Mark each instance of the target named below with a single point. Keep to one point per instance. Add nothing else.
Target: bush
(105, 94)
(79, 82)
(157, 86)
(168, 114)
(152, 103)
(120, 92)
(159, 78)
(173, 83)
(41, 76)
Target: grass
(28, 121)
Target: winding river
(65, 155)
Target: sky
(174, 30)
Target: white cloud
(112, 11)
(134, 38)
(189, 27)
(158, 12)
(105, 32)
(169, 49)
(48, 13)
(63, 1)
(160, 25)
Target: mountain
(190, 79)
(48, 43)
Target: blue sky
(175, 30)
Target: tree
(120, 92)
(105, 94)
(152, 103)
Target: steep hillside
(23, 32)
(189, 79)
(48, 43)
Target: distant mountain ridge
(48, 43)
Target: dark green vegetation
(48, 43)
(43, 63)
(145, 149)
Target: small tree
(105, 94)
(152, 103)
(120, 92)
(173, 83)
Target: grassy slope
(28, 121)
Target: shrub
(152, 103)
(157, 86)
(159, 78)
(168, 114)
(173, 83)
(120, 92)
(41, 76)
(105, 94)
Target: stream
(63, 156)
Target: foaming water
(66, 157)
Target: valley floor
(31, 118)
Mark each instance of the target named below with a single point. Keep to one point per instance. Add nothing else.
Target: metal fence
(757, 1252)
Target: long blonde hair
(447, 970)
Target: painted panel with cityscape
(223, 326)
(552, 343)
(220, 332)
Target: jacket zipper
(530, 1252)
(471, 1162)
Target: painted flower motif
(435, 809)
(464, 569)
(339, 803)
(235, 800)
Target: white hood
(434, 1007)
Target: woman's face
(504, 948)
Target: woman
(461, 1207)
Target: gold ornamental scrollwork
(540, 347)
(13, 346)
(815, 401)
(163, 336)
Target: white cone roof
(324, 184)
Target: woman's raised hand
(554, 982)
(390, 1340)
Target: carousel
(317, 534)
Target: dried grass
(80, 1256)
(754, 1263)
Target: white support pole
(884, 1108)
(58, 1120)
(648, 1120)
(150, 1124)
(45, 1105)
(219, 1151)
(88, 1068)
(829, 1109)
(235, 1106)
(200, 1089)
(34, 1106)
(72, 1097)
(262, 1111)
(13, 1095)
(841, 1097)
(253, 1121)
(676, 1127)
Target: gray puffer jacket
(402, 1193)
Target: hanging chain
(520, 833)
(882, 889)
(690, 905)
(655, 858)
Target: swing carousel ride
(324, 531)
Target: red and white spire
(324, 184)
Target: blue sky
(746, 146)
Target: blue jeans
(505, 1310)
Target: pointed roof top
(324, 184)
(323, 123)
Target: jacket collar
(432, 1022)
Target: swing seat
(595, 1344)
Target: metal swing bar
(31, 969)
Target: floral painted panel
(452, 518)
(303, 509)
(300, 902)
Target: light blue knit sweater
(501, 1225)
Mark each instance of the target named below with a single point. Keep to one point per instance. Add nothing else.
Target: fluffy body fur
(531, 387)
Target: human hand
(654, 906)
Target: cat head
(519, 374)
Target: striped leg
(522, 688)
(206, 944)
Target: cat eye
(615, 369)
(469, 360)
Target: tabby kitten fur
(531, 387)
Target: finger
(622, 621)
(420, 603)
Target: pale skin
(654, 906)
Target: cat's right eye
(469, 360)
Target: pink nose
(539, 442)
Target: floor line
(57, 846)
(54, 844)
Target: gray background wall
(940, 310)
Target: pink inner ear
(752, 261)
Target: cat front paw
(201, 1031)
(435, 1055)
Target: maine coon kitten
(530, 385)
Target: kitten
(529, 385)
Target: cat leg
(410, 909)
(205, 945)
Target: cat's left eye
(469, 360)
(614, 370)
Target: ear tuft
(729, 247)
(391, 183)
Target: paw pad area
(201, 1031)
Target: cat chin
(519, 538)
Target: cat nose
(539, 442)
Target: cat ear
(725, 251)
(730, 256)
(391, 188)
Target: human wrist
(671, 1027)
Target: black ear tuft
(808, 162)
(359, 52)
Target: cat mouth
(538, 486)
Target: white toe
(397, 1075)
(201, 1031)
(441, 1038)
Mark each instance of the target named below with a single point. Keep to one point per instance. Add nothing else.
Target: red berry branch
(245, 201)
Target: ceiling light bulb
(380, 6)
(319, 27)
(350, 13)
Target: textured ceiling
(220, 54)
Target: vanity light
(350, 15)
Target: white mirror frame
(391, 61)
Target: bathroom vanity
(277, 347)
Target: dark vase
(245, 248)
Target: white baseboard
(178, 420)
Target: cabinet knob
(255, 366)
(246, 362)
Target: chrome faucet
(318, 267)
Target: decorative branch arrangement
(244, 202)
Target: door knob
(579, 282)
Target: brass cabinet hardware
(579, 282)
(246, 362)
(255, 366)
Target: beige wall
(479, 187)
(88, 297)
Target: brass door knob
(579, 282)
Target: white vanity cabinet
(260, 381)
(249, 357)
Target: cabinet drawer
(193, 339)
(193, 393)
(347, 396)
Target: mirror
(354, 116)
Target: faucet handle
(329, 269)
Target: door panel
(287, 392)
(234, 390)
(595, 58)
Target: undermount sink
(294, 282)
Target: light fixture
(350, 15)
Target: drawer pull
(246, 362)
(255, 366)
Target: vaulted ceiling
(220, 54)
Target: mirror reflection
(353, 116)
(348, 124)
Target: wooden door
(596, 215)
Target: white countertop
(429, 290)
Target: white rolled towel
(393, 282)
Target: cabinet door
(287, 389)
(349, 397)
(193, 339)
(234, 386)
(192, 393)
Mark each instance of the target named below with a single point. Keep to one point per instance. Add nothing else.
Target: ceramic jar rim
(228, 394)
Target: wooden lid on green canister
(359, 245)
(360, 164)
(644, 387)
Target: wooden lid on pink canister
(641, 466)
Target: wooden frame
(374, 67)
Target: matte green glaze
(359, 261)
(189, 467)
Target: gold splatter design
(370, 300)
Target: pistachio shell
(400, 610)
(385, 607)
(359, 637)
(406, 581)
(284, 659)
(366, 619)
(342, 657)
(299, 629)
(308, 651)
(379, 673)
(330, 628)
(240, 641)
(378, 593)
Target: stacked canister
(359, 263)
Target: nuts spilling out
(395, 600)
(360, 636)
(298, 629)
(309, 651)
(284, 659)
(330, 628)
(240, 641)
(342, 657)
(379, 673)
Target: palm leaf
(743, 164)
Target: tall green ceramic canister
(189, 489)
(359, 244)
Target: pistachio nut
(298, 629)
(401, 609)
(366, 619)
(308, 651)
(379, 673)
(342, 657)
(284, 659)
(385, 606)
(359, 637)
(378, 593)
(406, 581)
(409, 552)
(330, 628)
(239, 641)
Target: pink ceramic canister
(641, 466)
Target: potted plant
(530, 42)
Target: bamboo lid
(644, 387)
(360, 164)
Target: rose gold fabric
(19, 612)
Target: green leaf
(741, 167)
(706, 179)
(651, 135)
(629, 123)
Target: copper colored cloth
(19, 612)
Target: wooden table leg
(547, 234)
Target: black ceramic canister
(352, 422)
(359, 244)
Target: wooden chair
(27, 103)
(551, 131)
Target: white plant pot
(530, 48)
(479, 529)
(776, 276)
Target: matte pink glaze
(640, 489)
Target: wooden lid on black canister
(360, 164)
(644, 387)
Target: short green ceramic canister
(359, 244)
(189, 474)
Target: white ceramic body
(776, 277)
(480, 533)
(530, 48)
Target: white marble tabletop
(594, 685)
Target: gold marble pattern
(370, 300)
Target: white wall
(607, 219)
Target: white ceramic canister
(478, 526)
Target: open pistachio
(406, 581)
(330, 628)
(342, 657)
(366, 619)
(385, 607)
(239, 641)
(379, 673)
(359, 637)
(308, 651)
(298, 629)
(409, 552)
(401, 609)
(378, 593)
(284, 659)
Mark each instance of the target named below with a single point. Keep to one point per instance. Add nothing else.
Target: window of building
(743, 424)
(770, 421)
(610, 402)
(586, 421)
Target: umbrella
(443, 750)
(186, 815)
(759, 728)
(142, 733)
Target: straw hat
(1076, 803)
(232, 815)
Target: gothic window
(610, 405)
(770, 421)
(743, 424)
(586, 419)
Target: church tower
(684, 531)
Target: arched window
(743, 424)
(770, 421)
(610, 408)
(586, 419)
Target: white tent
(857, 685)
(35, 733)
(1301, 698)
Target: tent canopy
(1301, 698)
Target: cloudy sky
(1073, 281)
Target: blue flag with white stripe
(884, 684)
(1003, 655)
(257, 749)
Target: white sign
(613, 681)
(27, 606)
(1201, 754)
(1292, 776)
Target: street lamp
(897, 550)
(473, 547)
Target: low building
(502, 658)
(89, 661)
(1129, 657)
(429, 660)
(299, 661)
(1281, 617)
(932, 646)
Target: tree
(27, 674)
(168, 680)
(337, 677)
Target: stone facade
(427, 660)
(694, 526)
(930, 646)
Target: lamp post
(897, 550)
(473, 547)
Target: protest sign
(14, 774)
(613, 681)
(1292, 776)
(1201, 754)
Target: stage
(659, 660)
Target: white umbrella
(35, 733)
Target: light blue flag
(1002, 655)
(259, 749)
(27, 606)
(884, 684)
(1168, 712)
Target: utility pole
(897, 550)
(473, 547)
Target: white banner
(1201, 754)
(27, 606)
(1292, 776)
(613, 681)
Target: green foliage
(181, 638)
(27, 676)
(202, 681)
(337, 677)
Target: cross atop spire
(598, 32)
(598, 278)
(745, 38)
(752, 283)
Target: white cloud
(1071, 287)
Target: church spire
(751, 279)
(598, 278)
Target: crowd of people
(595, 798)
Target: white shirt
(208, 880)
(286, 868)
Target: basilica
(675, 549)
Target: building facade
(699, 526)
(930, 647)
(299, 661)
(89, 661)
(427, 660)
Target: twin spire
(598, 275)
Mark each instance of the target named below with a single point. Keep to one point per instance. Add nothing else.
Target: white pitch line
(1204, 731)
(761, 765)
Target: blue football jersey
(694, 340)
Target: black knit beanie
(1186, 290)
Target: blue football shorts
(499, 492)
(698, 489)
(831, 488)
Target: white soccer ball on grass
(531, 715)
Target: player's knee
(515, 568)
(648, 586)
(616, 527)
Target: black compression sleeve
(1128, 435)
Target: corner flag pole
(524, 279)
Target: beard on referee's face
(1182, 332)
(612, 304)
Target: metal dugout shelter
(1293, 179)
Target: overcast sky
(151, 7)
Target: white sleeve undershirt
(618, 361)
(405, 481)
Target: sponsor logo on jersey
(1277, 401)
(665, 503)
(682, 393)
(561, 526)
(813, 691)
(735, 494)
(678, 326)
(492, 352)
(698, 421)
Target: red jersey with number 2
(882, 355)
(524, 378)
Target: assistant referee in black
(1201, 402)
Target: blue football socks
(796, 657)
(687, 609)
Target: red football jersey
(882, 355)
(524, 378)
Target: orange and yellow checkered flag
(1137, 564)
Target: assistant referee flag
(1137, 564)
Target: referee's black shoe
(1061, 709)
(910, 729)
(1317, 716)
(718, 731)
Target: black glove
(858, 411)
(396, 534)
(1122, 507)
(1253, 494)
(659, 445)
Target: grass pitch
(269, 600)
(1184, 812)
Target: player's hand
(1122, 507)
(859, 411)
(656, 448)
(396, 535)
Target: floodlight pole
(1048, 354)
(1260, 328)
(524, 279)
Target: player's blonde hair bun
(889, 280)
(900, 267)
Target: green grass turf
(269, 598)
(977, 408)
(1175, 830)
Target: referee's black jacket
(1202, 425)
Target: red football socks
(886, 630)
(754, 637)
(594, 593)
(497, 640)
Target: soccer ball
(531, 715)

## Stated exercise
Reproduce without alteration the lines of the listing, beginning with the line that contains "Target: gold ornamental scrollwork" and continuing through the line that contains "(754, 1263)".

## Answer to this problem
Target: gold ornamental scrollwork
(540, 347)
(13, 346)
(815, 401)
(163, 336)
Target: white cone roof
(324, 184)
Target: woman's raised hand
(554, 982)
(390, 1340)
Target: carousel
(317, 534)
Target: dried grass
(80, 1256)
(754, 1263)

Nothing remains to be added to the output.